**Record excerpts**
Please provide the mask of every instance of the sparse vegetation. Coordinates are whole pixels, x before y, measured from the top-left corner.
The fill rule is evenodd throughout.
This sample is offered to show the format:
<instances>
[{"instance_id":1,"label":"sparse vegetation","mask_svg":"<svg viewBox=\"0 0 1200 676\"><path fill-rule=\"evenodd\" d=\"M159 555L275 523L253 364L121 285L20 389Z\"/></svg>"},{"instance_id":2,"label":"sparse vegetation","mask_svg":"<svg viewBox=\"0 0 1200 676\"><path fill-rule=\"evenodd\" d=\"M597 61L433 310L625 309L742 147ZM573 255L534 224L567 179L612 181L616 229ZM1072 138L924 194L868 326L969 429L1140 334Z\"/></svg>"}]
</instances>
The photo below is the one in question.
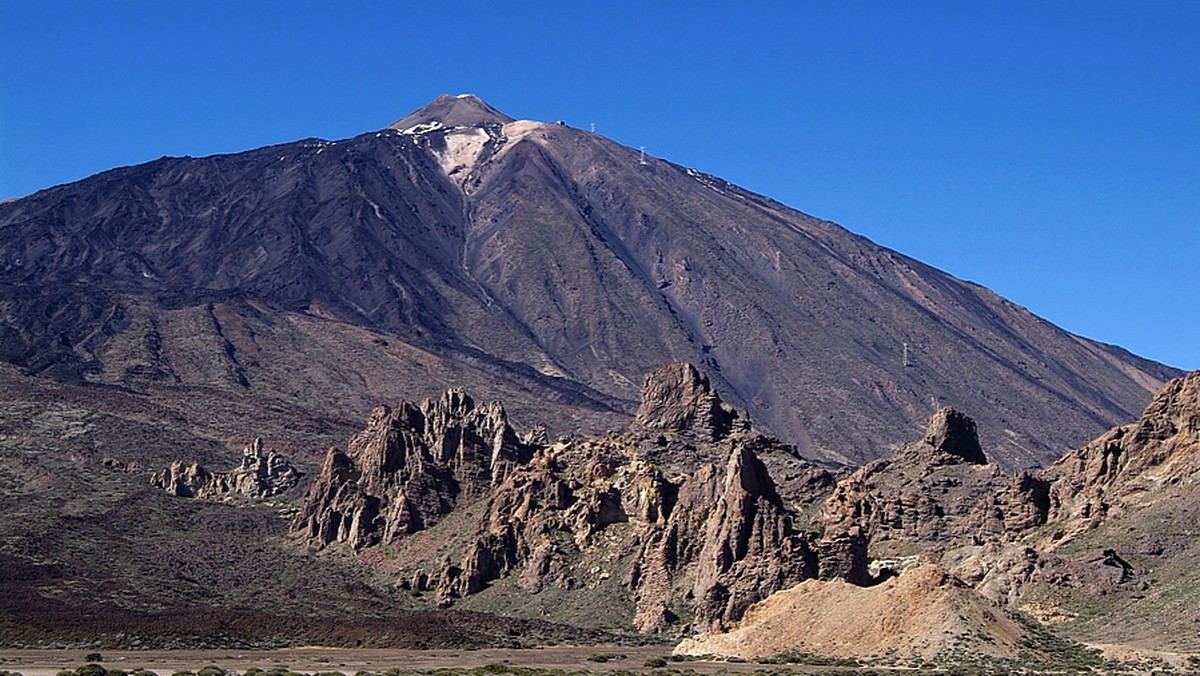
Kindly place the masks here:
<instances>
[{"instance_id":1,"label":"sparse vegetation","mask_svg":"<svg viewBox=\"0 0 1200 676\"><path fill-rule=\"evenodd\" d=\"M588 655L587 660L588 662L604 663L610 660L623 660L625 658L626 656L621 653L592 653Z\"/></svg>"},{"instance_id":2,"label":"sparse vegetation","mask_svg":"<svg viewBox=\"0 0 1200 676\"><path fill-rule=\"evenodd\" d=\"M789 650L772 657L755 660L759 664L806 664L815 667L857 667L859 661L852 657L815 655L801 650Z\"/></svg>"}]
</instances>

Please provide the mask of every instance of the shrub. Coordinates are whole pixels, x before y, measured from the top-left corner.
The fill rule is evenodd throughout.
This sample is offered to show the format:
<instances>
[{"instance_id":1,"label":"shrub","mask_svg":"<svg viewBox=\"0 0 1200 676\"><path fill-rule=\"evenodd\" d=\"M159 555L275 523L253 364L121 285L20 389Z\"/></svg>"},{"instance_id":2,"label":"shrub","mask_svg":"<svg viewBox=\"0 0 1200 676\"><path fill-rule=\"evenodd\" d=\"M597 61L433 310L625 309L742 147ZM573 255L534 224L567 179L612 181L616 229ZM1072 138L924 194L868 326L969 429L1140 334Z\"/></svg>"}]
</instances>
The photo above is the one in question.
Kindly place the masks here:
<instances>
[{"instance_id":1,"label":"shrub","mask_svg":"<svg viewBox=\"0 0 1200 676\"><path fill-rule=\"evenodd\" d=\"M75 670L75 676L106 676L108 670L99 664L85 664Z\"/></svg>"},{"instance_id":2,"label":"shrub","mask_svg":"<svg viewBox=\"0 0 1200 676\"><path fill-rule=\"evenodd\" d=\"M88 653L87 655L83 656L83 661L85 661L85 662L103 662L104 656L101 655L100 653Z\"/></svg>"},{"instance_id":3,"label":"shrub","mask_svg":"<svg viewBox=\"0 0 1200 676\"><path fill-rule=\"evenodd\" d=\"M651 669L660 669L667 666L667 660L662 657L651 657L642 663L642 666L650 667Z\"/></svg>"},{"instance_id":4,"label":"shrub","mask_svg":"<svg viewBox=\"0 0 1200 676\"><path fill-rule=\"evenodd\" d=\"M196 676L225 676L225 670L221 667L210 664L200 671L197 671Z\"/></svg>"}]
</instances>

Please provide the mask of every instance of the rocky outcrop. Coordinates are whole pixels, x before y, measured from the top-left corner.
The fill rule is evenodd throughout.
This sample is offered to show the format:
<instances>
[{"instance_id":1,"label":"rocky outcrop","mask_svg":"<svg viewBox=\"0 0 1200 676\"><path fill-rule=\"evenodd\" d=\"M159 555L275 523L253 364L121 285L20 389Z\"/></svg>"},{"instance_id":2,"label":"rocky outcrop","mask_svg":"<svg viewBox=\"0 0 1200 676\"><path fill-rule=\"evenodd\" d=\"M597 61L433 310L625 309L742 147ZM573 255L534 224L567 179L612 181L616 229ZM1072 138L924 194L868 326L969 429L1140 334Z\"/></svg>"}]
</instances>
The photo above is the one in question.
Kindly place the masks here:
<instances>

**What is being asked**
When you write out the material above, keep every line exact and drop each picture.

**Exercise response**
Please provide the mask of every instance of the sparse vegetation. Coordinates are whole pixels, x before y, measured from the top-left corner.
The fill rule is evenodd throughout.
This sample is offered to show the format:
<instances>
[{"instance_id":1,"label":"sparse vegetation","mask_svg":"<svg viewBox=\"0 0 1200 676\"><path fill-rule=\"evenodd\" d=\"M159 555L275 523L253 364L121 285L20 389Z\"/></svg>"},{"instance_id":2,"label":"sparse vegetation","mask_svg":"<svg viewBox=\"0 0 1200 676\"><path fill-rule=\"evenodd\" d=\"M597 61L433 310L625 309L742 147ZM573 255L534 224L567 179L612 181L616 229ZM1072 138L924 194L868 326L969 429L1140 334Z\"/></svg>"}]
</instances>
The photo below is the one in question.
Kindly place the masks here:
<instances>
[{"instance_id":1,"label":"sparse vegetation","mask_svg":"<svg viewBox=\"0 0 1200 676\"><path fill-rule=\"evenodd\" d=\"M588 655L587 660L588 662L604 663L610 660L623 660L625 658L626 656L621 653L592 653Z\"/></svg>"},{"instance_id":2,"label":"sparse vegetation","mask_svg":"<svg viewBox=\"0 0 1200 676\"><path fill-rule=\"evenodd\" d=\"M789 650L772 657L755 660L759 664L806 664L815 667L857 667L859 661L852 657L815 655L801 650Z\"/></svg>"}]
</instances>

Please provide the mask of every instance of the shrub. Coordinates are whole pixels, x before y, measured from the top-left corner.
The fill rule is evenodd throughout.
This sample is offered to show the format:
<instances>
[{"instance_id":1,"label":"shrub","mask_svg":"<svg viewBox=\"0 0 1200 676\"><path fill-rule=\"evenodd\" d=\"M159 555L275 523L253 364L121 285L20 389Z\"/></svg>"},{"instance_id":2,"label":"shrub","mask_svg":"<svg viewBox=\"0 0 1200 676\"><path fill-rule=\"evenodd\" d=\"M597 61L433 310L625 309L742 147ZM573 255L534 224L567 179L612 181L616 229ZM1072 138L924 194L868 326L969 429L1140 334Z\"/></svg>"}]
</instances>
The photo above is the one in question.
Kindly place the masks here:
<instances>
[{"instance_id":1,"label":"shrub","mask_svg":"<svg viewBox=\"0 0 1200 676\"><path fill-rule=\"evenodd\" d=\"M75 670L75 676L106 676L108 670L99 664L85 664Z\"/></svg>"},{"instance_id":2,"label":"shrub","mask_svg":"<svg viewBox=\"0 0 1200 676\"><path fill-rule=\"evenodd\" d=\"M88 653L87 655L83 656L83 661L85 661L85 662L103 662L104 656L101 655L100 653Z\"/></svg>"},{"instance_id":3,"label":"shrub","mask_svg":"<svg viewBox=\"0 0 1200 676\"><path fill-rule=\"evenodd\" d=\"M651 669L660 669L667 666L667 660L662 657L651 657L642 663L642 666L650 667Z\"/></svg>"},{"instance_id":4,"label":"shrub","mask_svg":"<svg viewBox=\"0 0 1200 676\"><path fill-rule=\"evenodd\" d=\"M196 676L225 676L225 670L221 667L210 664L200 671L197 671Z\"/></svg>"}]
</instances>

Please provide the mask of every instance of the rocky outcrop. Coordinates are whole pixels, x before y, measured from the top-left corner.
The fill rule is evenodd throughout.
This sample is offered to show the format:
<instances>
[{"instance_id":1,"label":"rocky outcrop","mask_svg":"<svg viewBox=\"0 0 1200 676\"><path fill-rule=\"evenodd\" d=\"M159 555L275 523L253 364L121 285L20 389Z\"/></svg>"},{"instance_id":2,"label":"rocky outcrop","mask_svg":"<svg viewBox=\"0 0 1200 676\"><path fill-rule=\"evenodd\" d=\"M597 61L433 310L625 309L742 147ZM573 255L534 224L567 179L612 181L616 229ZM1072 138L924 194L868 326L969 429L1140 334Z\"/></svg>"}]
</instances>
The photo above is the one in question.
Kindly place the masks here:
<instances>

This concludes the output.